Aim of the exercise. Among the lines of the records, please find those that contain the word "before" and copy them.

(Data to examine begins)

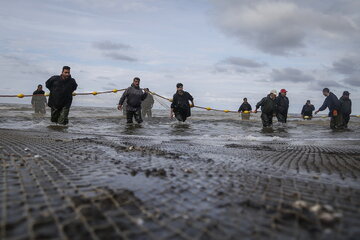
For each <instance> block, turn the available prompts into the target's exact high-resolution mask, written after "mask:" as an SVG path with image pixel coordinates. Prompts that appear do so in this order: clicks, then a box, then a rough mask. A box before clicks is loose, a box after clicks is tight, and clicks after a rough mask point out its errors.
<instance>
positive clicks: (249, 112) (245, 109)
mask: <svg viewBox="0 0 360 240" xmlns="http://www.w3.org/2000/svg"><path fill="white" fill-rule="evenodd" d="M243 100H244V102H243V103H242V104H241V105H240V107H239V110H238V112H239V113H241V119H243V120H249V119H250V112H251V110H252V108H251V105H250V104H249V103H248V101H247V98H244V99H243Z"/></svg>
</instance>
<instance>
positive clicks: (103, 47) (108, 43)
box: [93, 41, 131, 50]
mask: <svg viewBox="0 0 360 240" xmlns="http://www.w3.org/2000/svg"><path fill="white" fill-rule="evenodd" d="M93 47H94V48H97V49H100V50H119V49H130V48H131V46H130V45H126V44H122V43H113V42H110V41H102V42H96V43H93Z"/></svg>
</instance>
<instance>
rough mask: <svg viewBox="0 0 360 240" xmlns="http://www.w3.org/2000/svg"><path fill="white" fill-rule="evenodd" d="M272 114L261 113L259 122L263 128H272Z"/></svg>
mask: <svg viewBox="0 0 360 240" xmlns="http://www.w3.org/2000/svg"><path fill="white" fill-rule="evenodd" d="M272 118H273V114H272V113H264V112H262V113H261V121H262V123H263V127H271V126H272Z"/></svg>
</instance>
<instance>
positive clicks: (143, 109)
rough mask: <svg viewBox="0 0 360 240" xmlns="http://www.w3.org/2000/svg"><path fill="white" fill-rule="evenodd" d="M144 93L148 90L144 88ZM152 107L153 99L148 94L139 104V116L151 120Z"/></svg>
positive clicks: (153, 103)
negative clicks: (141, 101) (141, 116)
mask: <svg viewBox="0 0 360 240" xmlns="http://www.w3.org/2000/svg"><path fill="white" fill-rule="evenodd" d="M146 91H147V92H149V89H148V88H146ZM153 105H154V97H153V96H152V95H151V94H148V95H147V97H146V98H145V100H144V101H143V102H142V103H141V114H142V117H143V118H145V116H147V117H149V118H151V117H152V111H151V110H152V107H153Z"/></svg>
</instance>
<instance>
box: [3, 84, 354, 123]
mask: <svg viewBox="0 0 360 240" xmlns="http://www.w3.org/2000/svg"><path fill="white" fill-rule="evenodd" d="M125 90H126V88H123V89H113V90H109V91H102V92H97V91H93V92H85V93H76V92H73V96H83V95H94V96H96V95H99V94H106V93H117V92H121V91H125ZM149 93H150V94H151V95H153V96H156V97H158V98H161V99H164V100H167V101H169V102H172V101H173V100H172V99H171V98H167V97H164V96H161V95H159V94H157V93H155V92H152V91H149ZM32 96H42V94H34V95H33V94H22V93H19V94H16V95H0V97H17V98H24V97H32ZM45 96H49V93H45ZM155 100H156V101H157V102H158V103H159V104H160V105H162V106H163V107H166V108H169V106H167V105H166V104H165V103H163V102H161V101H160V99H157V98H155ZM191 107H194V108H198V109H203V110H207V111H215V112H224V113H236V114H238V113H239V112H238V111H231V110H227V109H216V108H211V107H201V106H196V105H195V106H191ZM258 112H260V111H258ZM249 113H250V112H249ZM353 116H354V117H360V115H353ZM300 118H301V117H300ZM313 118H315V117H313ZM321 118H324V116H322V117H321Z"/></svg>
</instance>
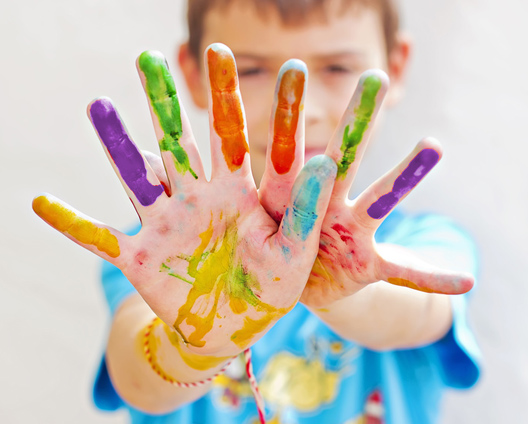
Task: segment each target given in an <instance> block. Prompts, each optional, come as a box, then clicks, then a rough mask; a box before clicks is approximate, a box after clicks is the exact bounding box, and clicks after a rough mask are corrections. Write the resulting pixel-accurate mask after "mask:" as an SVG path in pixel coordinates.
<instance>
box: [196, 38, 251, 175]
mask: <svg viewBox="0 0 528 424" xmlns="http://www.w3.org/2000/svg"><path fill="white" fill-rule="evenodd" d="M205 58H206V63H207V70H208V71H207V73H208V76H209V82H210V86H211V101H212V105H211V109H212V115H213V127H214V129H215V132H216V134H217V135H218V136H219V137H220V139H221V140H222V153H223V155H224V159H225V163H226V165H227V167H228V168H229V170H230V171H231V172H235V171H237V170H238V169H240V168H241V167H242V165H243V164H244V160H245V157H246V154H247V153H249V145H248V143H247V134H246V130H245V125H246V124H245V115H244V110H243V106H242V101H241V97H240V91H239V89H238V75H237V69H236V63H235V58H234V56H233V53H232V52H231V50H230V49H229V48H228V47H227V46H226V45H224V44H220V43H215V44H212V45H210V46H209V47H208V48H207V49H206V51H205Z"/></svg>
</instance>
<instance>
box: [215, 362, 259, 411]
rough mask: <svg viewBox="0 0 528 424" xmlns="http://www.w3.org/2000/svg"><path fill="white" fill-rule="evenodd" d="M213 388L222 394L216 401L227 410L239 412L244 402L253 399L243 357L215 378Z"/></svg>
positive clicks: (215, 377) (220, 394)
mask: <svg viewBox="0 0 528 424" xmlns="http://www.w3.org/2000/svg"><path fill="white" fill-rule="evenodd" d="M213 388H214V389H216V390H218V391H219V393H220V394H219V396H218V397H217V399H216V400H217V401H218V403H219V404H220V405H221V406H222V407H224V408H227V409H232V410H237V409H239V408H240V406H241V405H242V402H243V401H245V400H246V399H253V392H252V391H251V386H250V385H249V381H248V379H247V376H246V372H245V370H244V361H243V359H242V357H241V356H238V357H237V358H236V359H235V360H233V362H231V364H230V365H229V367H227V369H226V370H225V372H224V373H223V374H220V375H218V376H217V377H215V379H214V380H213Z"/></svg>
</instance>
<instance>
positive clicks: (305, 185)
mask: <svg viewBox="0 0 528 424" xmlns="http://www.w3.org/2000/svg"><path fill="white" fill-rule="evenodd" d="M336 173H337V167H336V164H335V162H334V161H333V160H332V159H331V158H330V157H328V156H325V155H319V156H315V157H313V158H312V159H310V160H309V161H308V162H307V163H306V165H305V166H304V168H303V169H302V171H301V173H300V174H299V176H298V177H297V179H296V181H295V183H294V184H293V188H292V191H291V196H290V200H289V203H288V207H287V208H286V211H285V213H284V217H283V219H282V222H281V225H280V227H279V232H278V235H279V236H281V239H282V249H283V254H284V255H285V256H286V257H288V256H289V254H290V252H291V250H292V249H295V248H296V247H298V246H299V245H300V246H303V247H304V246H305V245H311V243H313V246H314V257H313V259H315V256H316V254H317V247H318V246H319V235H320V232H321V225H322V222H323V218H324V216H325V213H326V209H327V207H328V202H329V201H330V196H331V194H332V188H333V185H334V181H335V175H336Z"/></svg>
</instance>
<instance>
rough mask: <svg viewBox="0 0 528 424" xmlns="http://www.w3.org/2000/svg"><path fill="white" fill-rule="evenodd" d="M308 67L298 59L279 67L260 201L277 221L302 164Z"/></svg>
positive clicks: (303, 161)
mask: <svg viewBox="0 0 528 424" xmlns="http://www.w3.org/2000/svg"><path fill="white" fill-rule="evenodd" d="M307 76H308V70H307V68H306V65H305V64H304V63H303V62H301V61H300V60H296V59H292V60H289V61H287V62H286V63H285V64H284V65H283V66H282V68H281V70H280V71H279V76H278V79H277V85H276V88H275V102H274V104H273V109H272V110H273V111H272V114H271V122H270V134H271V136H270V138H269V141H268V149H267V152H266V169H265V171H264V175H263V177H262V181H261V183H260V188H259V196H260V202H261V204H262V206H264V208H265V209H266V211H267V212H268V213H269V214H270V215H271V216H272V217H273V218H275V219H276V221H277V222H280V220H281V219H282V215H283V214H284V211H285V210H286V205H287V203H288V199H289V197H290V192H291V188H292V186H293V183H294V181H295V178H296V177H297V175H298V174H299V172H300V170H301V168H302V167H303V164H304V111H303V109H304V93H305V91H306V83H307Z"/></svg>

(Data to examine ends)

Task output.
For each <instance> block, turn the available prompts into the target's exact high-resolution mask, written after "mask:" as an SVG path with image pixel coordinates. Prompts that appear do so in this order: clicks, then a box, then a rough mask. A box before clicks is loose, a box after clicks is tight, and clicks after a rough mask point out its errors.
Task: segment each target given in an <instance> block. Prompts, each optional, come as a box, then clicks, then a rough mask; a box before clicks is approximate, a box after clicks is the exact bounding box, and clicks after a rough mask are corrections. Write the resulting pixel-accurate mask after "mask:" as an SVG path in pixel coordinates.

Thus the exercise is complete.